Location identification items
>> Begin

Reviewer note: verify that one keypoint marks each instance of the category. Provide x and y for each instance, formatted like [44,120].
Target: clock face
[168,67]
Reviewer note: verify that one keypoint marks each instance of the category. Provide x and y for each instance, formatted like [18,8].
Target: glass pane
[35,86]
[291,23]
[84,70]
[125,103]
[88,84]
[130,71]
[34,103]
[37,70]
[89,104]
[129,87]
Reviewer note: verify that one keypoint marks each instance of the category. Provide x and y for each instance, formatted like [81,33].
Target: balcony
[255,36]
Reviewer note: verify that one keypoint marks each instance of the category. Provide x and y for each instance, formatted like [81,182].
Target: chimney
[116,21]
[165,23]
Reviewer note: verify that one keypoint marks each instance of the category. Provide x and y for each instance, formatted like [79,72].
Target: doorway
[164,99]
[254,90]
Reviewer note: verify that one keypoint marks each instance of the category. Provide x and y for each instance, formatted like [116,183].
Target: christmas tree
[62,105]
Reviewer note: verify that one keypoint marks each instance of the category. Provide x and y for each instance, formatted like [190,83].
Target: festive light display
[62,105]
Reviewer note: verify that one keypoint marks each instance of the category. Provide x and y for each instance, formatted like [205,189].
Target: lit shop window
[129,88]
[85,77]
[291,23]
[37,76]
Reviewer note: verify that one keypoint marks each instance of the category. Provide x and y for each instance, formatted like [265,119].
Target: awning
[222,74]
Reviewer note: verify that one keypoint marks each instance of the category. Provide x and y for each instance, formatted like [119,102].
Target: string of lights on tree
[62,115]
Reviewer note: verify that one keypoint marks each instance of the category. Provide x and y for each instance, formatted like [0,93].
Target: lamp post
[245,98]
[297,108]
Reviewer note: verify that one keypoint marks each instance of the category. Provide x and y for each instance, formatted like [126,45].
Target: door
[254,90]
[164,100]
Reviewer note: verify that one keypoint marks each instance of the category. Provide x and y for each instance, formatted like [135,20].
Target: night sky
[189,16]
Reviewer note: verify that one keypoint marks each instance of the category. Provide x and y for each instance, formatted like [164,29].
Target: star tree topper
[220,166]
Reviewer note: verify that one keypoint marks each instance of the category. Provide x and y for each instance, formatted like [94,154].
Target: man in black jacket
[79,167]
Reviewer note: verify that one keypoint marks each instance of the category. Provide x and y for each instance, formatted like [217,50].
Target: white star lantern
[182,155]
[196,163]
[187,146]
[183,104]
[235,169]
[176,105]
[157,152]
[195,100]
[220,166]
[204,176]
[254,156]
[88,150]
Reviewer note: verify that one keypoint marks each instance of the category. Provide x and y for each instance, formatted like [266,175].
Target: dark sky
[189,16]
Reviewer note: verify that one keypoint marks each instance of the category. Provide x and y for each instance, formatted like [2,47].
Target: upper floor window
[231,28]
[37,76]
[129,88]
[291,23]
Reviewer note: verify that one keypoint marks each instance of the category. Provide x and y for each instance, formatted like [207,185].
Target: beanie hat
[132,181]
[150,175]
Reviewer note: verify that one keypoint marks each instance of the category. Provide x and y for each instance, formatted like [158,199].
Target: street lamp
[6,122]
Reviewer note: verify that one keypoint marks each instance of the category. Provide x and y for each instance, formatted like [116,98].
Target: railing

>> End

• _Work to complete_
Extract each record, keeping it identical to the original.

• _Completed task_
Reviewer note: verify that one keypoint marks each instance of the category. Provide x and y for each instance, formatted like [44,120].
Target: clock face
[168,67]
Reviewer note: verify that one keypoint marks each instance of the category. Provide x and y for each instance, formatted like [18,8].
Target: glass pane
[35,86]
[291,23]
[84,70]
[125,103]
[88,84]
[130,71]
[34,103]
[37,70]
[89,104]
[129,87]
Reviewer note: verify that one keypoint marks each instance of the category. Provide x and y for each instance, formatted like [81,33].
Target: balcony
[255,36]
Reviewer note: verify that one keypoint marks each instance of the category. Provide x and y for each instance, formatted like [81,182].
Target: chimney
[116,21]
[165,23]
Reviewer note: verify that one keypoint marks each instance of the category. Provide x and y for each instance, formatted like [79,72].
Target: doorway
[164,99]
[254,90]
Reviewer note: verify that one keypoint marks each instance of the category. Provide x and y for each instance, formatted like [116,183].
Target: christmas tree
[62,105]
Reviewer note: verify that one keypoint marks each instance of the category. Provide x and y for each instance, formatted like [190,83].
Target: festive light display
[62,105]
Reviewer note: verify that one keypoint marks each instance of the category. Provide x and y for each instance, formatted like [205,189].
Target: lit shop window
[129,88]
[85,77]
[291,23]
[37,76]
Reviewer note: verify that one keypoint marks each instance of the category. Provide x and y for each instance, formatted like [265,119].
Target: awning
[222,74]
Reviewer note: verify that one keypoint marks each instance of the category. Provide x and y for each instance, formatted like [119,102].
Target: string of lights on tree
[62,115]
Reviewer note: verify that one keypoint marks each instance of the category. Provide x and y for each instance, formatted like [0,93].
Target: lamp post
[245,98]
[297,108]
Reviewer note: verify that one keypoint marks each instance of the category. Provide x and y for each instance, formatted like [126,45].
Target: door
[254,90]
[164,100]
Reviewer note: verify that one keypoint marks each instance of the category. Provide x and y for each instance, formatted like [135,20].
Target: night sky
[189,16]
Reviewer note: verify that one keypoint marks each instance of the category. Provide x and y for each instance, formatted like [164,29].
Target: star tree topper
[220,166]
Reviewer note: verify that one keypoint marks each instance of the category. Provide x and y for each instance, formatted like [94,154].
Target: man in black jacket
[79,167]
Reviewer note: verify that one keypoint marks each instance of the category. Provide x and y for each instance, formatted like [217,50].
Target: white star lantern
[182,155]
[196,163]
[187,146]
[183,104]
[235,169]
[176,105]
[157,152]
[195,100]
[220,166]
[204,176]
[254,156]
[88,150]
Reviewer note: verify that one keypoint marks each instance of the category. Provide x and y for each instance, formatted like [266,175].
Target: dark sky
[189,16]
Reviewer note: verify that one keypoint marks each instance of the category. Provide x and y for each instance, formatted like [2,47].
Target: upper floor window
[231,28]
[37,76]
[129,88]
[291,23]
Reviewer note: verify that one keypoint marks each instance of the category. Provide x and y for each instance, formatted like [207,185].
Target: beanie hat
[132,181]
[150,175]
Reviewer note: verify that one keypoint marks each instance of the category. Provide x and y for each instance, formatted like [158,199].
Target: street lamp
[6,122]
Reviewer note: verify that one keypoint marks each instance of the category. Provide x and y for each instance, formatted like [116,98].
Target: railing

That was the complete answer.